= Document text =
Open discussion: data science and open source
Short Takes...on Analytics
A blog by James Guszcza, US chief data scientist, Deloitte Consulting LLP
As tools like R, Python, and Hadoop continue their march into the mainstream of enterprise-scale data science, it is evident that open source is becoming a feature of today's enterprise computing landscape.
Once viewed as risky and unreliable, open source tools are now recognized to bring tangible value. Today, open source tools afford data scientists and organizations new levels of power and agility, and are sometimes able to meet their demands in ways traditional tools can’t.
Is it an accident that big data, analytics, and open source have matured at the same time? Or are their linkages more fundamental? To address these questions, it helps to consider open source from a variety of angles.
The culture factor
When trying to understand why organizations and networks of people do what they do, it often pays to consider culture. And indeed aspects of the modern data science community’s culture mesh with that of the open source movement.
D. J. Patil, the US Government’s first Chief Data Scientist, remarked that: “All the top data scientists share an innate sense of curiosity. Their curiosity is broad, and extends well beyond their day-to-day activities. They are interested in understanding many different areas of the company, business, industry, and technology. As a result, they are often able to bring disparate areas together in a novel way.”1
Using and contributing to open source tools goes hand-in-hand with the collaboration, curiosity, associative thinking, and cross-disciplinary orientation characteristics of data scientists.
Exponential growth: Sometimes it’s not just hype
When business people invoke the term “exponential growth,” skepticism is typically in order. But one form of exponential growth that has passed the test of time is Moore’s Law. Moore’s law states that the number of transistors that can fit on a microchip doubles roughly every 18 months. The continually plummeting costs of data storage and computer processing power can be viewed as corollaries of Moore’s Law.
Less often noticed is the (approximate) exponential growth in the functionality of certain open source data analysis tools. For example, the R statistical computing environment is widely regarded as the lingua franca of the statistics and data science communities. Thanks to the Internet as well as R’s modular design, the number of contributed functions to R has grown exponentially over time. While this fact might strike one as obscure, many of these open source add-on packages implement cutting-edge methodologies (think regularized regression, random forest and boosted tree models, support vector machines, and publication-quality data visualization facilities) that better enable data scientists to tackle tough problems and ever more complex datasets.

Dataset items

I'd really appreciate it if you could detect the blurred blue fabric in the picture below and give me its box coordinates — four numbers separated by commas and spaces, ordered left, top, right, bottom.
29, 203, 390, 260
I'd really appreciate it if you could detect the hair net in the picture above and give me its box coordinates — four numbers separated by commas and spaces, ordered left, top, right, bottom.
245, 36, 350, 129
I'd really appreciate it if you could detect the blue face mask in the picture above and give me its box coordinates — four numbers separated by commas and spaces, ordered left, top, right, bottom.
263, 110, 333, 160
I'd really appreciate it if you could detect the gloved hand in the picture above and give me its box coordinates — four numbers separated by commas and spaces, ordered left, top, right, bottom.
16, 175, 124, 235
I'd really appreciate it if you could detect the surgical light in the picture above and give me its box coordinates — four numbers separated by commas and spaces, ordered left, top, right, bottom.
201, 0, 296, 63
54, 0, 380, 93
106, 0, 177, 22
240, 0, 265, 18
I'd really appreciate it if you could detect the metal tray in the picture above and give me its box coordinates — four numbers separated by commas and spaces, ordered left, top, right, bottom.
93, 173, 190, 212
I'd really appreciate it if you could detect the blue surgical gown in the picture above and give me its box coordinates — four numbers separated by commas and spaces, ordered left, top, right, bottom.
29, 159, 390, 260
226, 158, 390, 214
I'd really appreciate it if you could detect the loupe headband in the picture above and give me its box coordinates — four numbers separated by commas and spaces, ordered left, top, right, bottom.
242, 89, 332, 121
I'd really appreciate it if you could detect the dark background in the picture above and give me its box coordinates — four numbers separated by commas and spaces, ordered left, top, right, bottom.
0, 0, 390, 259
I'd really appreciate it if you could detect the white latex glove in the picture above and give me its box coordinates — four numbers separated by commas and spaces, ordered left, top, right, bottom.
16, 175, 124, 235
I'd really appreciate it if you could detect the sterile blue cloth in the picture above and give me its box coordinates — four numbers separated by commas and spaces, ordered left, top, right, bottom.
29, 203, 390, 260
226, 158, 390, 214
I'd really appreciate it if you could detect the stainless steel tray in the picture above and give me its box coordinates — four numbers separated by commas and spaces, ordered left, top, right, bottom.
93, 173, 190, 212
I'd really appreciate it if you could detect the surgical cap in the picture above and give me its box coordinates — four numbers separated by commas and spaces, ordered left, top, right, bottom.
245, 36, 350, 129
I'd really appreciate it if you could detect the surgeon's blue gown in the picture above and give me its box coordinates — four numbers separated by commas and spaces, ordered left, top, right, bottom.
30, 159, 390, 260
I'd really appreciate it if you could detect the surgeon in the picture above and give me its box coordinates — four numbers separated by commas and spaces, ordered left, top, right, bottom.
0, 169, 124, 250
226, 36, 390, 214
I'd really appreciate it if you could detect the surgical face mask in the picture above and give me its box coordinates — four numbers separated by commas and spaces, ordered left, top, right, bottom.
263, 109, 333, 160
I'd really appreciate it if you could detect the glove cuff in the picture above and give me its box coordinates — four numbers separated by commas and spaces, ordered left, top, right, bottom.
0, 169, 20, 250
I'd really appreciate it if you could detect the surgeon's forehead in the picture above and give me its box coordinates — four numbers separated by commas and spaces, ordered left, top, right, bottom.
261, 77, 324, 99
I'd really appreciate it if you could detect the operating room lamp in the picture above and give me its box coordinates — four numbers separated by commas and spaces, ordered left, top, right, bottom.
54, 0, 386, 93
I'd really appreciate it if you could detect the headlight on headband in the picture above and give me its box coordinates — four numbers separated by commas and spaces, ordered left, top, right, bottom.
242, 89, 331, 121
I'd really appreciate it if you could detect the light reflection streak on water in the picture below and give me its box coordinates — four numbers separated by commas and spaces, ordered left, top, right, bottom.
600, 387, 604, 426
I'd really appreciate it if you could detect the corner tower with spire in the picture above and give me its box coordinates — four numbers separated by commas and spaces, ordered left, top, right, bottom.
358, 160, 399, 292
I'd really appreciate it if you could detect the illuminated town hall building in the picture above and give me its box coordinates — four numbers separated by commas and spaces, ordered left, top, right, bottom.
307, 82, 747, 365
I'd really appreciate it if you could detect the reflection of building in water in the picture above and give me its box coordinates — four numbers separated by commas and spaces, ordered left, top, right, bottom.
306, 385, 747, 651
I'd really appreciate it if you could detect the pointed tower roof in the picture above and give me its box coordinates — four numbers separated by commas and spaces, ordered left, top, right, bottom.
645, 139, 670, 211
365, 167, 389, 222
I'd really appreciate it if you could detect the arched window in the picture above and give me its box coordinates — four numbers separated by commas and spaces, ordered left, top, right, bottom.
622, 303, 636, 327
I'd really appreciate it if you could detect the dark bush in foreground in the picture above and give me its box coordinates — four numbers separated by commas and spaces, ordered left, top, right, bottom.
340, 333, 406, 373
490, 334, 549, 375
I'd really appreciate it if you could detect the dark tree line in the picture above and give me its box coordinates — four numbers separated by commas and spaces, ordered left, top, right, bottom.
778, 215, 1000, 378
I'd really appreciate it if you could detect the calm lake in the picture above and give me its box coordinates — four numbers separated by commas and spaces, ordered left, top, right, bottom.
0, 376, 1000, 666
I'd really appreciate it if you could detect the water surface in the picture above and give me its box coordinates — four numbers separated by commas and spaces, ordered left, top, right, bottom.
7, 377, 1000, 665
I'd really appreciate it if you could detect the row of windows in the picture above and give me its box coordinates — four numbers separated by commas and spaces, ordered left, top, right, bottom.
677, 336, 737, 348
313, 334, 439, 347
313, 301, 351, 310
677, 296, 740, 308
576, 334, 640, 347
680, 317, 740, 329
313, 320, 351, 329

= Task objective =
Change "Hadoop" to "Spark" in the text on data science and open source, and write out that text from "Open discussion: data" up to and including "enterprise computing landscape.".

= Answer to the exercise =
Open discussion: data science and open source
Short Takes...on Analytics
A blog by James Guszcza, US chief data scientist, Deloitte Consulting LLP
As tools like R, Python, and Spark continue their march into the mainstream of enterprise-scale data science, it is evident that open source is becoming a feature of today's enterprise computing landscape.